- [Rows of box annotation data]
----------
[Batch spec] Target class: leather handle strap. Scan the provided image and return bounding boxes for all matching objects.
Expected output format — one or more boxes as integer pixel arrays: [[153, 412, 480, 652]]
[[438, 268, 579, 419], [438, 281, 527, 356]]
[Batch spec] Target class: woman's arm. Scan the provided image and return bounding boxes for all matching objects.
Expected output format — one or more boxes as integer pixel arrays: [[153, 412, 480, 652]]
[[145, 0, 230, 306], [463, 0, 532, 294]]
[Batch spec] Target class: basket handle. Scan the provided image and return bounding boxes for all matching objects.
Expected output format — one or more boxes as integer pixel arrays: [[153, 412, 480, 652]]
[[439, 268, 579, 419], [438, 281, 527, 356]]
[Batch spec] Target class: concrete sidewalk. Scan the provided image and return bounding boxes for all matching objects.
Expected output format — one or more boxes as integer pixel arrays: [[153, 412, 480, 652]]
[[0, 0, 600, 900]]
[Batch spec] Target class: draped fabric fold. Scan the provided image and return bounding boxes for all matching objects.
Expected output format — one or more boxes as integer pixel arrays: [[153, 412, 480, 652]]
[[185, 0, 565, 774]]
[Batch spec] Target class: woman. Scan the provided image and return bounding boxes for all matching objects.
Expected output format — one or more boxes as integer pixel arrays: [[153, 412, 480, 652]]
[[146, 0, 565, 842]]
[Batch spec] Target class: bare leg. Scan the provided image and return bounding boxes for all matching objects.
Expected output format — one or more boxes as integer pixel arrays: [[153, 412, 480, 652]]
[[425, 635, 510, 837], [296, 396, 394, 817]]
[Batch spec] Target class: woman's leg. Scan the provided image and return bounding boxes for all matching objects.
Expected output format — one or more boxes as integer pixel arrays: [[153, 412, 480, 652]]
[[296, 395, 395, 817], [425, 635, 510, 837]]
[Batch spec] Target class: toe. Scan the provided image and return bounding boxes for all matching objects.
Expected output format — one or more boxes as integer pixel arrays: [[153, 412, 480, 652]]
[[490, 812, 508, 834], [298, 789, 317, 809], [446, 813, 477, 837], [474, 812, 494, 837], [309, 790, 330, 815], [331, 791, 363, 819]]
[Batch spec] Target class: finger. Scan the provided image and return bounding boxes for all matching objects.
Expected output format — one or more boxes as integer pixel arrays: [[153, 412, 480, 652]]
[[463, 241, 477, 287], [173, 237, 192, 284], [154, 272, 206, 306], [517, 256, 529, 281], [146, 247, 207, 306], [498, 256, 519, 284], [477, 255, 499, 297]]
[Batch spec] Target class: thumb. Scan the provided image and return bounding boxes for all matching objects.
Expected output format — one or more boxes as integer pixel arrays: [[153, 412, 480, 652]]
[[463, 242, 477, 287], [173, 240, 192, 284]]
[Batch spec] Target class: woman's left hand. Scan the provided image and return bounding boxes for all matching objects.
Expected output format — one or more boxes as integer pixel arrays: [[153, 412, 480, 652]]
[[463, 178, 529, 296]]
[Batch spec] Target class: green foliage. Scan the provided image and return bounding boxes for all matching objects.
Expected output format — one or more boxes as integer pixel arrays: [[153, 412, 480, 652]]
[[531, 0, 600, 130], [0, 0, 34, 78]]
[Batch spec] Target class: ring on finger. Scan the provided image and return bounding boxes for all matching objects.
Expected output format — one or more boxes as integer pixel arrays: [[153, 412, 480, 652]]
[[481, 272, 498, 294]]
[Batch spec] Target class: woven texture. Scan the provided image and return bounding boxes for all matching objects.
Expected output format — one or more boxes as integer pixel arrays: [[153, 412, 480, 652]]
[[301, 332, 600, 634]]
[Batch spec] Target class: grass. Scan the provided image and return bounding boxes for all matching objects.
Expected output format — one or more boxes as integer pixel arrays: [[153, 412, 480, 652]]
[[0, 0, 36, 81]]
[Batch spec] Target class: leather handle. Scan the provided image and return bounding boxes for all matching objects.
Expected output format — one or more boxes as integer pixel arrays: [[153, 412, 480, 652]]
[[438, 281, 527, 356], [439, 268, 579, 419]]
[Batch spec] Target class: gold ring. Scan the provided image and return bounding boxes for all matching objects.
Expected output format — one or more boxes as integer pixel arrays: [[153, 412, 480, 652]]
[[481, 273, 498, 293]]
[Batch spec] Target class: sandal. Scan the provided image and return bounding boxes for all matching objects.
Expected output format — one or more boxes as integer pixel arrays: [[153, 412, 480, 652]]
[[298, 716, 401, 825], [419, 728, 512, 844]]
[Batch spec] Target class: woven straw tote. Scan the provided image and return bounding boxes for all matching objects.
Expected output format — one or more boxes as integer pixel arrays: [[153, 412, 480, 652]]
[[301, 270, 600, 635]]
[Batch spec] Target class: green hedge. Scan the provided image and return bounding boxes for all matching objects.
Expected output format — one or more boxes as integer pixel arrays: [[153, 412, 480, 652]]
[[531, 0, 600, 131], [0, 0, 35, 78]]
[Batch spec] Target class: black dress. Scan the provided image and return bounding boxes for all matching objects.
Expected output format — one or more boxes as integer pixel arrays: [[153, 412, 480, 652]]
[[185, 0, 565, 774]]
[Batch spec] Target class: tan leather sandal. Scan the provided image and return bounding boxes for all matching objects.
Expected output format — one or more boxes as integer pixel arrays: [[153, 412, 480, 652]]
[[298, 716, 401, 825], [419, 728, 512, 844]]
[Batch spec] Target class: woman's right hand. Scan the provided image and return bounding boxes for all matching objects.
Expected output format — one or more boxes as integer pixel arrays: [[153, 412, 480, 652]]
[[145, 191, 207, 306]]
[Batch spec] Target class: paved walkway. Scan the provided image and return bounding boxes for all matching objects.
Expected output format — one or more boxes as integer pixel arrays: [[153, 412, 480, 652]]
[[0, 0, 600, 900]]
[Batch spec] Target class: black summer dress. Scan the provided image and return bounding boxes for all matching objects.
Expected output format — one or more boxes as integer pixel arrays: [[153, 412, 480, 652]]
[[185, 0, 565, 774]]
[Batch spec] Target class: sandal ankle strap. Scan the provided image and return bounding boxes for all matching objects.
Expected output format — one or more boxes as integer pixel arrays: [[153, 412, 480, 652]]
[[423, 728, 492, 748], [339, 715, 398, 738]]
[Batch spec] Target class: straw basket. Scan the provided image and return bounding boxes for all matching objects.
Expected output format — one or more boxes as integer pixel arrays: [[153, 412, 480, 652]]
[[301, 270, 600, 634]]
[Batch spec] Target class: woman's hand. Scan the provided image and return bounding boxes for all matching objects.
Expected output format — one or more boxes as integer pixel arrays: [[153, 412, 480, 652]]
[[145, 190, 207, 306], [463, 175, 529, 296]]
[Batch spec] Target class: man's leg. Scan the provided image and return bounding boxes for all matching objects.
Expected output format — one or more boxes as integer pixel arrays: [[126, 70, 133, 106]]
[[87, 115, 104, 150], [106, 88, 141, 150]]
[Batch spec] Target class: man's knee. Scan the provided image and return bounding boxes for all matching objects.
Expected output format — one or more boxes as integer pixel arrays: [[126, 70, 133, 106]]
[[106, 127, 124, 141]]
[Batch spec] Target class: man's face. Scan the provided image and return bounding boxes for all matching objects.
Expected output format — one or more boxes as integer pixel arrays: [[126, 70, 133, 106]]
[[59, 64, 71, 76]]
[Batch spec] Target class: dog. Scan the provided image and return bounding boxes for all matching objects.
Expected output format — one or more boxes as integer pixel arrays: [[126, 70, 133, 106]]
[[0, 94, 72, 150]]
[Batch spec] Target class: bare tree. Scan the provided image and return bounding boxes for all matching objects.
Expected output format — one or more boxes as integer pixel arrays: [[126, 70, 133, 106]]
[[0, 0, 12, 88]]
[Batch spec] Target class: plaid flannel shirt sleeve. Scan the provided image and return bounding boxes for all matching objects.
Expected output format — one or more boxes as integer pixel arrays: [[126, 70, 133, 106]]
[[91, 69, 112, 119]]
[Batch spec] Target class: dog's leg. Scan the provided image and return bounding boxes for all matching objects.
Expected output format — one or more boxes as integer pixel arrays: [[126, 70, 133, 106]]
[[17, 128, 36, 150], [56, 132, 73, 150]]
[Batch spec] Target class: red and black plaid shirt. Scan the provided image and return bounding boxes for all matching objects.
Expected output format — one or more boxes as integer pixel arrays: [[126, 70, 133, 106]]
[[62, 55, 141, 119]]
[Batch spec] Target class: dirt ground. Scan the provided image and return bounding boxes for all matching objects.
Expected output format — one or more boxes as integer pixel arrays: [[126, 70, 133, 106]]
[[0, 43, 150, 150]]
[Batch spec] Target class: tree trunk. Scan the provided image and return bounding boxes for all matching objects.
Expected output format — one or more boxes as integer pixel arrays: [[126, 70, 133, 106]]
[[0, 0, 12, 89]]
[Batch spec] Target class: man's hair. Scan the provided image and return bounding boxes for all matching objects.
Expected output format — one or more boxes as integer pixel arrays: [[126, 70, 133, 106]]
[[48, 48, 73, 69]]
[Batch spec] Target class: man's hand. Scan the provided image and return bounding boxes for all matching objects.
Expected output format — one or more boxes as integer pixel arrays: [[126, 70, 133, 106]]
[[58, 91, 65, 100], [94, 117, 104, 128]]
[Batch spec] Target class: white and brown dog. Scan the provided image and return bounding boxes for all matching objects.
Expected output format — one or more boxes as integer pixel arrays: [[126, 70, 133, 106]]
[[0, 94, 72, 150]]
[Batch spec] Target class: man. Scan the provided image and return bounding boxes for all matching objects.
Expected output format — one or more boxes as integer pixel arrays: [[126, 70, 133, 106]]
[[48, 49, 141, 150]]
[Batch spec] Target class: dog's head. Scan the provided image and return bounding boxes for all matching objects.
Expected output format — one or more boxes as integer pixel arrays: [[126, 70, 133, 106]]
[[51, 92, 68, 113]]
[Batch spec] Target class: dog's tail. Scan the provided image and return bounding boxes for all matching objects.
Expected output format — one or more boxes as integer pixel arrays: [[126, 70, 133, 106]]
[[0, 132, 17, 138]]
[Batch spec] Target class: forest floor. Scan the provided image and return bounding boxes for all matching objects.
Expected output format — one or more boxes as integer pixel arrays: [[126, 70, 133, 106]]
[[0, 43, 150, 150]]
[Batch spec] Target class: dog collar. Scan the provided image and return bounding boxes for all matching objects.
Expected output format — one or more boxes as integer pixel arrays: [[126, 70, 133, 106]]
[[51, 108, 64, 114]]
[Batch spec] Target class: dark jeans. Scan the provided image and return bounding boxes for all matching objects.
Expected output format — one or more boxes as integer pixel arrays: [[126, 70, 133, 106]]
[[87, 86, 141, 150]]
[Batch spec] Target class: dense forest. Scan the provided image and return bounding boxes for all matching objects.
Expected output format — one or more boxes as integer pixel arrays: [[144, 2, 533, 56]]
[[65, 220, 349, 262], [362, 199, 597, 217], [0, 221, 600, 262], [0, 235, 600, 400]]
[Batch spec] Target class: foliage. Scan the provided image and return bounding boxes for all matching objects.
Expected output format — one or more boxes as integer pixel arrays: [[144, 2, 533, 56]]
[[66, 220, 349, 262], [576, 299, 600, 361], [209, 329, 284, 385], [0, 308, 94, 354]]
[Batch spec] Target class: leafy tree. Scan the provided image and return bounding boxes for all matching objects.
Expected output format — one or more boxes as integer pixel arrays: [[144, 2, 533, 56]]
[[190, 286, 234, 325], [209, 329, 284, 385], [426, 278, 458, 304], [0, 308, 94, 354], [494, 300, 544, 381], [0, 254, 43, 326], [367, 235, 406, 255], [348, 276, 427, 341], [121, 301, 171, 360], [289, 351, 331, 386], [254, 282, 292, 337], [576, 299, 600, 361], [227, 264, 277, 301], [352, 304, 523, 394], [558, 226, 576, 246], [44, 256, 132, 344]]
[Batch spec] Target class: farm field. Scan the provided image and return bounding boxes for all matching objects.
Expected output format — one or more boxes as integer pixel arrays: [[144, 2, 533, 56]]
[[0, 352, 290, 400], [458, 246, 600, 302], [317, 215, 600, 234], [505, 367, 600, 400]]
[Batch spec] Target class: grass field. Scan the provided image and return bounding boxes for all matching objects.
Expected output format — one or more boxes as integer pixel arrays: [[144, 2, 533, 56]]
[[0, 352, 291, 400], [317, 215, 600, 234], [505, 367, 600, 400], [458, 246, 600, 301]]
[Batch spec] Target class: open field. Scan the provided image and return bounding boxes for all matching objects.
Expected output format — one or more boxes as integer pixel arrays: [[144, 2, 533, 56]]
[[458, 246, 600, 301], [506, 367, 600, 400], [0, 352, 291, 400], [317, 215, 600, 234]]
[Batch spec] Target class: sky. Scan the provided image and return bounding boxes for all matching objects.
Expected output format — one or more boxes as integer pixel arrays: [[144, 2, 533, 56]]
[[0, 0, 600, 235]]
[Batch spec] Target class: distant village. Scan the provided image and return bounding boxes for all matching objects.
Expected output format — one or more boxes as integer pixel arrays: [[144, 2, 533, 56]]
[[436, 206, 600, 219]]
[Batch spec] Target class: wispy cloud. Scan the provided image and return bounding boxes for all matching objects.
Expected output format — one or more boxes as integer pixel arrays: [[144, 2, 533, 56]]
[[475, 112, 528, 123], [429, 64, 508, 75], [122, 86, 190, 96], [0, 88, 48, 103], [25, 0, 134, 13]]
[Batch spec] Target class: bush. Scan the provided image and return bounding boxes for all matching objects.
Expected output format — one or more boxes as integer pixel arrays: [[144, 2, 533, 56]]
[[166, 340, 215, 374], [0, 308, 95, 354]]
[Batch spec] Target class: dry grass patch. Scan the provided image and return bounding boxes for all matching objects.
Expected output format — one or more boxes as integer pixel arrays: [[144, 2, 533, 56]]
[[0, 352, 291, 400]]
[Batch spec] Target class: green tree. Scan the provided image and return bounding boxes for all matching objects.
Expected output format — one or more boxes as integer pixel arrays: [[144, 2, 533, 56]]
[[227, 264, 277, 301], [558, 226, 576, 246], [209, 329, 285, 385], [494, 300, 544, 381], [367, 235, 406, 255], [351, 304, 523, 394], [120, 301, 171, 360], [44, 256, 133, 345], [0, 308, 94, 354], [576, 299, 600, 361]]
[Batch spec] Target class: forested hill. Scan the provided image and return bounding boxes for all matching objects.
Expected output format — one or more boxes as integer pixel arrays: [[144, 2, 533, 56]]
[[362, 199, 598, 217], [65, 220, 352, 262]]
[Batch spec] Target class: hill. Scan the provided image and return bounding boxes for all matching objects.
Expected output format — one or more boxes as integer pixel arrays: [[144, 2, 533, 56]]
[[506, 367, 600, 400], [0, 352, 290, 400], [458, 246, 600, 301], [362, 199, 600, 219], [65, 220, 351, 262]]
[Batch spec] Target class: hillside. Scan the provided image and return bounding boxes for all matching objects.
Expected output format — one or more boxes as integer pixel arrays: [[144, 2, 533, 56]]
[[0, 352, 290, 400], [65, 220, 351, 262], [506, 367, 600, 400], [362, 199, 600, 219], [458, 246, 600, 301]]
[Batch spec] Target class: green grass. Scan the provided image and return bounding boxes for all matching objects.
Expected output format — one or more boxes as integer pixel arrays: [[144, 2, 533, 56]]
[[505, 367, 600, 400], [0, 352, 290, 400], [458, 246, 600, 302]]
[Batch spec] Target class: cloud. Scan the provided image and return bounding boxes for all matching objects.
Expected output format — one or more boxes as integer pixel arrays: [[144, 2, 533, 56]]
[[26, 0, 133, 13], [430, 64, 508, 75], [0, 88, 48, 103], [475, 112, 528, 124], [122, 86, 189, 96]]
----------
- [YOUR OBJECTIVE] Write out the rows above from the line containing "[Batch spec] Target class: dirt" through the line containing "[[48, 49, 141, 150]]", keeping every line as it stands, both end lines included.

- [EXERCISE OUTPUT]
[Batch spec] Target class: dirt ground. Scan the provided image and return bounding boxes for all matching objects.
Expected output format — one or more boxes as integer pixel arrays: [[126, 70, 133, 106]]
[[0, 43, 150, 150]]
[Batch spec] Target class: tree trunk. Scan the provided image and return bounding boxes for all matching objects.
Expected output format — one or more boxes as integer pixel arrays: [[126, 70, 133, 106]]
[[0, 0, 12, 89]]
[Batch spec] Target class: man's hair. Scan the provided image and return bounding boxes for all matching objects.
Expected output format — one or more boxes as integer pixel arrays: [[126, 70, 133, 106]]
[[48, 48, 73, 69]]
[Batch spec] Target class: man's hand. Scan the provided image and return bounding boxes for all matching objects.
Expected output format — one or more boxes as integer pixel arrays: [[126, 70, 133, 106]]
[[58, 91, 65, 100], [94, 117, 104, 128]]
[Batch spec] Target class: white and brown dog. Scan the provided image and return bounding boxes for all matching objects.
Expected output format — one or more boxes as integer pixel arrays: [[126, 70, 133, 106]]
[[0, 94, 72, 150]]
[Batch spec] Target class: man. Scan the provided image and return bounding boxes for all matching objects.
Expected output format — one or more boxes as integer pixel arrays: [[126, 70, 133, 106]]
[[48, 49, 141, 150]]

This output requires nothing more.